**Short exercise 1:** Write out the stretch of the records below from the line containing "Where can you see the green hill" through the end of the records, keeping every line as it stands.
-*-
Your Sister's Sister is a 2011 American comedy-drama film written and directed by Lynn Shelton and starring Emily Blunt, Rosemarie DeWitt, and Mark Duplass. The film premiered on September 11, 2011, at the Toronto International Film Festival, and was released in the United States on June 15, 2012.

Plot
Jack is struggling emotionally a year after the death of his brother. His friend (and his brother's ex-girlfriend) Iris offers to let him stay at her father's isolated island cabin, to restore his spirits. Upon arrival, he finds Iris's sister Hannah, a lesbian who has recently broken up with her partner and is staying at the cabin without Iris's knowledge.

They talk and drink together, and end up sleeping together, using Hannah's condom. Iris arrives at the cabin unexpectedly the next morning, and Jack suggests that he and Hannah shouldn't tell her they slept together. Iris later tells her sister that she's fallen in love with Jack.

The next day, Iris mentions that Hannah wants to have a baby. Jack examines the used condom, and finds Hannah had poked holes in it. Hannah confesses to Iris she slept with Jack. Iris confronts Jack about it, and Jack accuses Hannah of stealing his sperm. Hannah admits it, but says she would never have slept with Jack if she had known Iris was in love with him. Jack is stunned to hear Iris loves him, and Iris is stunned that Hannah told him.

Later that night, Jack talks to Iris and apologizes. He reveals to Iris that he was only with Hannah because he can't be with her, which breaks Iris's heart because they could have avoided it all if only they had confessed their feelings towards each other sooner. Both Jack and Iris break down crying, and Jack leaves. Over the next day or so, the sisters gradually reconcile, with Iris offering to help Hannah to raise the child should she give birth.
-*-
**Short exercise 2:** Reproduce word for word the stretch of the film article above from "Later that night, Jack" through "she give birth.".

**Given records:**
-*-
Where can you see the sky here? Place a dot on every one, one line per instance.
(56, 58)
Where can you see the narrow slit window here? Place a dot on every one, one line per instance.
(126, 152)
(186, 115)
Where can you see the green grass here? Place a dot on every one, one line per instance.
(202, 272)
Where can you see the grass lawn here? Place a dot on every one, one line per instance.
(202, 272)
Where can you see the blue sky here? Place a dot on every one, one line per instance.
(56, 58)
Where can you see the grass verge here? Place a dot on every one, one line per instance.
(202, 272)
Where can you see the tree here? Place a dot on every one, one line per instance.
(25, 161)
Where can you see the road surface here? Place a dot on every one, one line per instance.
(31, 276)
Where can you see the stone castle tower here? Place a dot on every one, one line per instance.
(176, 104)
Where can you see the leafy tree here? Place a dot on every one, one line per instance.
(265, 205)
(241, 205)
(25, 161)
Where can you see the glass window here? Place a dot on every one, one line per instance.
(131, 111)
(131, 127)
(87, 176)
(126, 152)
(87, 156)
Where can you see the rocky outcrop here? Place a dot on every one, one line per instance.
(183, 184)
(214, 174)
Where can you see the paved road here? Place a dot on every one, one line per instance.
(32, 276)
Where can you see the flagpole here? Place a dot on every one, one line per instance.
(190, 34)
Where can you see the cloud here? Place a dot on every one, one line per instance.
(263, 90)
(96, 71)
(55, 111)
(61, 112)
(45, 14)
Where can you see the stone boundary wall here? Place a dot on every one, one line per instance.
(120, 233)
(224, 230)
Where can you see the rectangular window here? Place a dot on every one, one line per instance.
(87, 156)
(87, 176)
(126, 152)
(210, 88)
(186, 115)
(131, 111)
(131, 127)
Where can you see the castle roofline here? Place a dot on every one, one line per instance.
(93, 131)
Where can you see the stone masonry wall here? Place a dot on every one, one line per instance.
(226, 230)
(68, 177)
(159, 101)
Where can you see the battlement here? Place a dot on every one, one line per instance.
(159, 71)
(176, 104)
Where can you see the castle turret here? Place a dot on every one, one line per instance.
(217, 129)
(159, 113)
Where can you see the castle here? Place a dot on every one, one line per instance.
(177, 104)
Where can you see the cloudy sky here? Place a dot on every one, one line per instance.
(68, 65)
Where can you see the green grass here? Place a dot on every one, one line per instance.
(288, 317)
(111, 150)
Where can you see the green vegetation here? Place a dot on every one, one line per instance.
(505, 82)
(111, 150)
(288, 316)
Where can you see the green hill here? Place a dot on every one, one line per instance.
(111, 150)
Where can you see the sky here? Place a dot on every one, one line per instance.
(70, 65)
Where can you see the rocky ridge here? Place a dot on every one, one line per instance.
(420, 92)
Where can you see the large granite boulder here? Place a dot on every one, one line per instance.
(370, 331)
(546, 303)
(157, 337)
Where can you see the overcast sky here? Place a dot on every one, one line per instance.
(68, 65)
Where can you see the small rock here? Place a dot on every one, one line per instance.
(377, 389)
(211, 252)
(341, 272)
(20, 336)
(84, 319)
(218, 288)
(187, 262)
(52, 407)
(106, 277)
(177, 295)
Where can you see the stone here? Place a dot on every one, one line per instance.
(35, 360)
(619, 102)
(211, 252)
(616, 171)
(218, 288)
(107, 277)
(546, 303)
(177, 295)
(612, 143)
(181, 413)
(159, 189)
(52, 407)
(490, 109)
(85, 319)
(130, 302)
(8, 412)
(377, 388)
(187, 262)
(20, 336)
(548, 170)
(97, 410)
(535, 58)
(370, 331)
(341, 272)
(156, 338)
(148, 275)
-*-
**Full response 1:**
Where can you see the green hill here? Place a dot on every one, one line per instance.
(111, 150)
Where can you see the sky here? Place a dot on every one, one line per instance.
(70, 65)
Where can you see the rocky ridge here? Place a dot on every one, one line per instance.
(420, 92)
Where can you see the large granite boulder here? Place a dot on every one, one line per instance.
(370, 331)
(546, 303)
(157, 337)
Where can you see the overcast sky here? Place a dot on every one, one line per instance.
(68, 65)
Where can you see the small rock here? Place a dot on every one, one line per instance.
(377, 389)
(211, 252)
(341, 272)
(20, 336)
(84, 319)
(218, 288)
(187, 262)
(52, 407)
(106, 277)
(177, 295)
Where can you see the stone here? Place a dot on every one, one line per instance.
(35, 360)
(619, 102)
(211, 252)
(616, 171)
(218, 288)
(107, 277)
(546, 303)
(177, 295)
(612, 143)
(181, 413)
(159, 189)
(52, 407)
(490, 109)
(85, 319)
(130, 302)
(8, 412)
(377, 388)
(187, 262)
(20, 336)
(548, 170)
(97, 410)
(535, 58)
(370, 331)
(341, 272)
(156, 338)
(148, 275)

**Full response 2:**
Later that night, Jack talks to Iris and apologizes. He reveals to Iris that he was only with Hannah because he can't be with her, which breaks Iris's heart because they could have avoided it all if only they had confessed their feelings towards each other sooner. Both Jack and Iris break down crying, and Jack leaves. Over the next day or so, the sisters gradually reconcile, with Iris offering to help Hannah to raise the child should she give birth.